Records contained in a dataset

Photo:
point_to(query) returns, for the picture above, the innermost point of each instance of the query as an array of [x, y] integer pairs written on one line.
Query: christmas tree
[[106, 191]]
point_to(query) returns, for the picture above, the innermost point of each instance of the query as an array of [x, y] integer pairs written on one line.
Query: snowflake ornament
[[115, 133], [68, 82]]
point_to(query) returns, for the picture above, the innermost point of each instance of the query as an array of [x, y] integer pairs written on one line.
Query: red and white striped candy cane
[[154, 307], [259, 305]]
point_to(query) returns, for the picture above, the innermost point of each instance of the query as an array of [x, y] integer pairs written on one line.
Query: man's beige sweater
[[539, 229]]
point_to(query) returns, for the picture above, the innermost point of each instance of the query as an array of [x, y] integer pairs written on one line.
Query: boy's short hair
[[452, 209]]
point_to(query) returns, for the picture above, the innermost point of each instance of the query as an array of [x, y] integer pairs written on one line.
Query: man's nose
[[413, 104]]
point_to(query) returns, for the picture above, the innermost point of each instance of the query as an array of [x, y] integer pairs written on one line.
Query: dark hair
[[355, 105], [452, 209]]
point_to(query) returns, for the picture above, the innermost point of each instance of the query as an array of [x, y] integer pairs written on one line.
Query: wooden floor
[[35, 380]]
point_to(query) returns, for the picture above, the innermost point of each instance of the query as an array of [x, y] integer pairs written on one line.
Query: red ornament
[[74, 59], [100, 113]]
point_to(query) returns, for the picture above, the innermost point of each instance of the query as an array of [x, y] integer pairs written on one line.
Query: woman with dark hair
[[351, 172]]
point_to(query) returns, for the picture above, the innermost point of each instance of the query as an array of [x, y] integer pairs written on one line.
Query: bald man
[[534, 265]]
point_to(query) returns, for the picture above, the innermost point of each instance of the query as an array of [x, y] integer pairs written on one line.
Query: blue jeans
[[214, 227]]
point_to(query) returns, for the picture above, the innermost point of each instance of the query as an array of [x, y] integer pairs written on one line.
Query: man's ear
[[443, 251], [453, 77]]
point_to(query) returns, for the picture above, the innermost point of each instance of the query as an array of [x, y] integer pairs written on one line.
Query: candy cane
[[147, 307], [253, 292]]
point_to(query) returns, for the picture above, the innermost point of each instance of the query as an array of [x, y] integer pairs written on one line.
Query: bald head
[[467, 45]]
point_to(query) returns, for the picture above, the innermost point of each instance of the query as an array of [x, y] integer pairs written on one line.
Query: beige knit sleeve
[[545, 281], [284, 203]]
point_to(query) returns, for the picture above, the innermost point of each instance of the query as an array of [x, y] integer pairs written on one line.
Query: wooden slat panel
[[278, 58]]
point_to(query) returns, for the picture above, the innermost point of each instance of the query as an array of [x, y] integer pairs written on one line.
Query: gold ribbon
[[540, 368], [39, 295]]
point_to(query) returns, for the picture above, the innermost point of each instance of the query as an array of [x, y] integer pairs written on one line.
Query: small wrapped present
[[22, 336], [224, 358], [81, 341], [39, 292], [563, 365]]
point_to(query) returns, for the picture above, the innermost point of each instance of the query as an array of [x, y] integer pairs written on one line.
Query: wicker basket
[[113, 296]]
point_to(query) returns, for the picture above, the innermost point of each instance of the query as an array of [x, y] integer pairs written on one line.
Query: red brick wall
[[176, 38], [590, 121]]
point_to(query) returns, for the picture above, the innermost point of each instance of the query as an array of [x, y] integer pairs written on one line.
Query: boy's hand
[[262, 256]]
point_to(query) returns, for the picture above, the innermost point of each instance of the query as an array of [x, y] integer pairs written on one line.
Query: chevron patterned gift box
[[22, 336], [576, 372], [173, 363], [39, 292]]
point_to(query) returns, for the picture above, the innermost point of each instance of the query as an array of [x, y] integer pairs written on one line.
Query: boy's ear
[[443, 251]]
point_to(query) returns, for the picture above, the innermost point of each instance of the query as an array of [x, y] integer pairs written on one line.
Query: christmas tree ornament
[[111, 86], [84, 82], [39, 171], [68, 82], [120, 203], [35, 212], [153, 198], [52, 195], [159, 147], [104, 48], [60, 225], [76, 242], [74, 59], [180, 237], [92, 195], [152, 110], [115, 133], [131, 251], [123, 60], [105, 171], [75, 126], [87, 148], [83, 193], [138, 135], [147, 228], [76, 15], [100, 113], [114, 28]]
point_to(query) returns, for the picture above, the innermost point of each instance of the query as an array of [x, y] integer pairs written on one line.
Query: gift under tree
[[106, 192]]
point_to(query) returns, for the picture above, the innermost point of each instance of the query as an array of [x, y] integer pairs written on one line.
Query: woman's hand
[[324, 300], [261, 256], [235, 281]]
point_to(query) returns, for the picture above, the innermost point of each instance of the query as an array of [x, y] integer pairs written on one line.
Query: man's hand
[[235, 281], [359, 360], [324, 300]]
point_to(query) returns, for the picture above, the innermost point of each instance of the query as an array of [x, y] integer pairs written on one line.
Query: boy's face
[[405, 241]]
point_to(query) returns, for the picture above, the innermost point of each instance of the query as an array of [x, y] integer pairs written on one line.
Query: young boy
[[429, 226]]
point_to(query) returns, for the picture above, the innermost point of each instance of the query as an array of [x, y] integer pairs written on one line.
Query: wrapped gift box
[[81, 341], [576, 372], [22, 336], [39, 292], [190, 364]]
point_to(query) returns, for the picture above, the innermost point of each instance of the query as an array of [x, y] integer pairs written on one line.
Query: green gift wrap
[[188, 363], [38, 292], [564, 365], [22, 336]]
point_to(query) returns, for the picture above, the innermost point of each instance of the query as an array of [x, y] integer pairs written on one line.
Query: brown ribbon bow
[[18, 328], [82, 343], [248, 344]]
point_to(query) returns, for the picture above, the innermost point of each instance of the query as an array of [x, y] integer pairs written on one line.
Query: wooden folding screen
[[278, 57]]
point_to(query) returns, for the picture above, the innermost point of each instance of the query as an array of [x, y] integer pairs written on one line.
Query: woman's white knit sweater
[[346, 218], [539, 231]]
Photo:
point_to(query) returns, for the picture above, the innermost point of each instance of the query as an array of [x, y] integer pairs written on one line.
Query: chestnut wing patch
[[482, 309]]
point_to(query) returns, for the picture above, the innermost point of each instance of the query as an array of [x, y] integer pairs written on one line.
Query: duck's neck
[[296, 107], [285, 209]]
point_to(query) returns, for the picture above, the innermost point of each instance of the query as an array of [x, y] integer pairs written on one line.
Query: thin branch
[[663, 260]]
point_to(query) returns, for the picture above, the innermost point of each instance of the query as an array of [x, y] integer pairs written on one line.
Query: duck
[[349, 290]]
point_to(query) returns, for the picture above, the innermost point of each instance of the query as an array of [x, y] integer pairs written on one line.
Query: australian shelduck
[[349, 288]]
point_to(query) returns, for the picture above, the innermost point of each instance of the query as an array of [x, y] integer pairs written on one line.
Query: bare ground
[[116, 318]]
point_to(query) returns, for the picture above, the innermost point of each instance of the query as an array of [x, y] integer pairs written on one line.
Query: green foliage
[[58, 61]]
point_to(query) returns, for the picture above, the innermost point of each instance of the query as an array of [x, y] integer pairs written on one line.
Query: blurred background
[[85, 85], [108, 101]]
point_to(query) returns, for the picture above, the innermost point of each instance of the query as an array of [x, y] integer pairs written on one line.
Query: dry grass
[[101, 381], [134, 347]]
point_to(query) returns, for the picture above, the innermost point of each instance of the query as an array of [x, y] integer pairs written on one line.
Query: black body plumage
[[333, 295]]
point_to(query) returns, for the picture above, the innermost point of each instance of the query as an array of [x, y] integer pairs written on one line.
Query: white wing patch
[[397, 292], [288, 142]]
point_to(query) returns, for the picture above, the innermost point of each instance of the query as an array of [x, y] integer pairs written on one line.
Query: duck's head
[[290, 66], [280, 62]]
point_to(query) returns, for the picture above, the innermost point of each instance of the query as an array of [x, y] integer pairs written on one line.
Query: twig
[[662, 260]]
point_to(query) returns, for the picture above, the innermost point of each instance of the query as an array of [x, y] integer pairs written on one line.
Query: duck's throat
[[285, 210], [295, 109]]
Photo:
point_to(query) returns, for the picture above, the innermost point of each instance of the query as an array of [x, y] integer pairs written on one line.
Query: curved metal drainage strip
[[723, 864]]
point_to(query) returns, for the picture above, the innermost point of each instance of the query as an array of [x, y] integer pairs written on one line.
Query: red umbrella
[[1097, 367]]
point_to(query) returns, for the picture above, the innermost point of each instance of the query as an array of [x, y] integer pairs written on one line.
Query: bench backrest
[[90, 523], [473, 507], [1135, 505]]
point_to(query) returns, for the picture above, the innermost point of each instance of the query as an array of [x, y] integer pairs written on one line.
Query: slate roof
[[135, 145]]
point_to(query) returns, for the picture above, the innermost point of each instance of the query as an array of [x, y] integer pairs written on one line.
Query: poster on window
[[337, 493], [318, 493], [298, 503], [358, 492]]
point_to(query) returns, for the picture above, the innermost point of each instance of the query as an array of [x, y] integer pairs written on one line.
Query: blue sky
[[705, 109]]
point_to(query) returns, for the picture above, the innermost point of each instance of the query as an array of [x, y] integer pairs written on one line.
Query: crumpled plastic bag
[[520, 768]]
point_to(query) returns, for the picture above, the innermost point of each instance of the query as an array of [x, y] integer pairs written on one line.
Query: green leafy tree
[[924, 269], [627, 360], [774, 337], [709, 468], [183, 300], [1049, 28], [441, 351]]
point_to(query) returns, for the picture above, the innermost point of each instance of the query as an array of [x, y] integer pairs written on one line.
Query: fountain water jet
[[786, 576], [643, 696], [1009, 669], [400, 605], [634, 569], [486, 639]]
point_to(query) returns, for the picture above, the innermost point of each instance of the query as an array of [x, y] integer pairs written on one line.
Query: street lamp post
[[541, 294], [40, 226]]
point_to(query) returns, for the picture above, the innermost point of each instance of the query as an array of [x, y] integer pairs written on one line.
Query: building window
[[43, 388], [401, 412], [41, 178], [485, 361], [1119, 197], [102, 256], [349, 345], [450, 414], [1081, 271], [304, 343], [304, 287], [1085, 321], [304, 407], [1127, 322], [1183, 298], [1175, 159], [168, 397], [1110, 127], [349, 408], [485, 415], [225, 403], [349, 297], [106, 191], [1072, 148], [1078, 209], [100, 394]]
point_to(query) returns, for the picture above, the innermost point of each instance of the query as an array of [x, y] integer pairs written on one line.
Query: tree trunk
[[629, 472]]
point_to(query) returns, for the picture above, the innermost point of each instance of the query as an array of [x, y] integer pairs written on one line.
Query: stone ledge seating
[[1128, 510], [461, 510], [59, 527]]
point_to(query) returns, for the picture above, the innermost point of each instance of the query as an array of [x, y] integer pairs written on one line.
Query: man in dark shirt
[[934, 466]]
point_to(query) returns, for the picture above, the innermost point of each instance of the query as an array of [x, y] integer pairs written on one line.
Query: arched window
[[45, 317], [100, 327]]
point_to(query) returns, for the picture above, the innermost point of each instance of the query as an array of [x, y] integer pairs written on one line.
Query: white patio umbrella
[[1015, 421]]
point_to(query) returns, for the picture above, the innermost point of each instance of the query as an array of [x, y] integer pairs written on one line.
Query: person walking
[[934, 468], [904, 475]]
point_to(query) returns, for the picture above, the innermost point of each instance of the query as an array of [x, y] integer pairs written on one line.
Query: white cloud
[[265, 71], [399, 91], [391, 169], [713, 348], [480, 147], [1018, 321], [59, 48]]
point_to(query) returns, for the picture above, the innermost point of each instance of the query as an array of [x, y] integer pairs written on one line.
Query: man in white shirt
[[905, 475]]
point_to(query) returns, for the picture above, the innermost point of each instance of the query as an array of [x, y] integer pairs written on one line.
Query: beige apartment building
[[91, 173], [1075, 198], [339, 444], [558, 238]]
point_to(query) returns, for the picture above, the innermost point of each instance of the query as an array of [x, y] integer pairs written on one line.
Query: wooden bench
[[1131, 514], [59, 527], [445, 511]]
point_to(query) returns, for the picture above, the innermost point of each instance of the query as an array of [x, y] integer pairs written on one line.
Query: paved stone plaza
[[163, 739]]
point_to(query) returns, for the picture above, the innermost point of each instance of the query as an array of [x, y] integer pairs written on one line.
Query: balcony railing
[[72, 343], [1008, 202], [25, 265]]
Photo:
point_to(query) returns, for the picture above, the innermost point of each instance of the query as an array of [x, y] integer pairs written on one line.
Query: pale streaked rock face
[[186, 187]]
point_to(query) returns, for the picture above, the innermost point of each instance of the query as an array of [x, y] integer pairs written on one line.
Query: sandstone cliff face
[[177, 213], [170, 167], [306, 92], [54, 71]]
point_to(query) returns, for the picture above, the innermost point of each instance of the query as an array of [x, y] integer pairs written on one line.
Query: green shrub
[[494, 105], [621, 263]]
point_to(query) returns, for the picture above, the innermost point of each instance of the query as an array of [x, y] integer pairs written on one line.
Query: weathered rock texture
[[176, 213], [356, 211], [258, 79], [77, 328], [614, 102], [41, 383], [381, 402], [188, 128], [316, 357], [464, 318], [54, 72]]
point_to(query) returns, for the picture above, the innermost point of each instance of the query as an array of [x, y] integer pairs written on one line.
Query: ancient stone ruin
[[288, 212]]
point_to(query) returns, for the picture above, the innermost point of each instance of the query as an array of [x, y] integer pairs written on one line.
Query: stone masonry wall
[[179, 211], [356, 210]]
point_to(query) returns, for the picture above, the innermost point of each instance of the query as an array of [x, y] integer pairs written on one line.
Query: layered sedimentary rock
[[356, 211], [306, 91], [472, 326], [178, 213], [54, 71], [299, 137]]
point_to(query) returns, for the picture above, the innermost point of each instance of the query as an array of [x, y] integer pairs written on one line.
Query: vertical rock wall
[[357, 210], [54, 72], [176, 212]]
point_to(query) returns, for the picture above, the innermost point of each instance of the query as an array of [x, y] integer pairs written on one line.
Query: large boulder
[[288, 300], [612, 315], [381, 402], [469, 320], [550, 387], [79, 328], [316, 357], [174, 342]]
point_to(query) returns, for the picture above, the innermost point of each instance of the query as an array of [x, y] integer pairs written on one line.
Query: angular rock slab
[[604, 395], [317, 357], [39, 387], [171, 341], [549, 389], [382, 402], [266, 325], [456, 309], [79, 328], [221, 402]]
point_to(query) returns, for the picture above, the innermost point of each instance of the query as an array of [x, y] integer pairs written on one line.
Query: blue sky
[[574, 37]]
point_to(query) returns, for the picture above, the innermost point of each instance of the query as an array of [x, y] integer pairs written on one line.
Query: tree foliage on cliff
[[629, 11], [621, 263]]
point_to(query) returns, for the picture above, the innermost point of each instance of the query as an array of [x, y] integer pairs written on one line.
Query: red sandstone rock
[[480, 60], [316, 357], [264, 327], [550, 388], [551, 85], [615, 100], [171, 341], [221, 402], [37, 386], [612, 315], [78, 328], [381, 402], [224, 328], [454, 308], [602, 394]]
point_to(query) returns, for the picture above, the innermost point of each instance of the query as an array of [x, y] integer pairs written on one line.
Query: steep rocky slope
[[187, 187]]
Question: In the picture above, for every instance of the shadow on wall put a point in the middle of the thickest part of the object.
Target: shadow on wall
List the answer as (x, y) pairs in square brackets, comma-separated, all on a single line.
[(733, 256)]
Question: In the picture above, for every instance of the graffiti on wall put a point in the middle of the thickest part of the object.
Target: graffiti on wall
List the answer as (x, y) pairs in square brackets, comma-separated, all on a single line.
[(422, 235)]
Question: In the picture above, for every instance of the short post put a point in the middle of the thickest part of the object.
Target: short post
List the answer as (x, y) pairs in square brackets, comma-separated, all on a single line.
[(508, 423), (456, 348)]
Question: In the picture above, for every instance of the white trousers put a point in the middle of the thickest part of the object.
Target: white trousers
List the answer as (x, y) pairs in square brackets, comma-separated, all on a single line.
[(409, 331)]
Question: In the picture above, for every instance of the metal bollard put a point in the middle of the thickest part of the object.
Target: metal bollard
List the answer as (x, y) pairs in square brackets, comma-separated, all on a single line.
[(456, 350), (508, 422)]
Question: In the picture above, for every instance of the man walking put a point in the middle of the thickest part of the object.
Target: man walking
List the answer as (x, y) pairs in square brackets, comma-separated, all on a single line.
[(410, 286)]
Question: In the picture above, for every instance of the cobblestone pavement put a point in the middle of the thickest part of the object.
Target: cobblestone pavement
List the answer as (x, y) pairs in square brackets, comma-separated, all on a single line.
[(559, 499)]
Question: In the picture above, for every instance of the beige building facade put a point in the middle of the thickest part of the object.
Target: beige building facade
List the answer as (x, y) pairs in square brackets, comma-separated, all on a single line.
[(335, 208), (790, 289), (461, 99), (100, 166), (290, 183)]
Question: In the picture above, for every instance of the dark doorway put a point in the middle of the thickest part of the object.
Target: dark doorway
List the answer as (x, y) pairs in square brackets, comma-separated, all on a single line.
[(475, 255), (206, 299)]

▶ _WHAT YOU HAVE TO DO_
Each line from the one containing "of the graffiti" to the end of the records should be echoed exactly, and no other line.

▶ _FULL SOLUTION_
Question: In the picture above, for every instance of the graffiti on wall put a point in the middle of the thickest part of the object.
Target: graffiti on wall
List the answer as (x, y) pairs in square brackets, comma-separated, all on a single line.
[(422, 235)]
Question: In the picture above, for every instance of the short post put a point in the middle of the thickest part of the object.
Target: short post
List the answer as (x, y) pairs in square brackets, comma-separated, all on a single line.
[(508, 423), (456, 348)]
Question: In the picture above, for every instance of the white trousers put a point in the middle of the thickest part of the object.
Target: white trousers
List the answer as (x, y) pairs in square brackets, comma-separated, all on a single line.
[(409, 331)]
Question: In the picture above, for every instance of the metal bollard put a point in the middle of the thickest part of the object.
Target: metal bollard
List the answer as (x, y) pairs in square brackets, comma-separated, all on a single line.
[(456, 350), (508, 422)]
Question: In the picture above, for every instance of the man walking put a point in the middle of the thickest part of the object.
Target: man walking
List the answer as (x, y) pairs in square brackets, comma-separated, all on a single line.
[(410, 286)]
Question: In the picture above, for every instance of the cobblestone pavement put a point in the middle of the thickest part of the object.
Target: cobblestone pavement
List the answer as (x, y) pairs in square brackets, comma-separated, all on a single line.
[(559, 499)]
Question: In the picture above, for every instance of the beige building facade put a point in the middle of the thickest part of the object.
Target: beige building facade
List the answer as (x, y) pairs in square brackets, comma-separated, all on a single line.
[(335, 208), (790, 289), (461, 99), (100, 166), (290, 183)]
Question: In the picture above, for every instance of the dark doorway put a point in the middle of the thickest part of the object.
Target: dark doorway
List the answer as (x, y) pairs in square brackets, comma-separated, all on a single line.
[(475, 255), (206, 299)]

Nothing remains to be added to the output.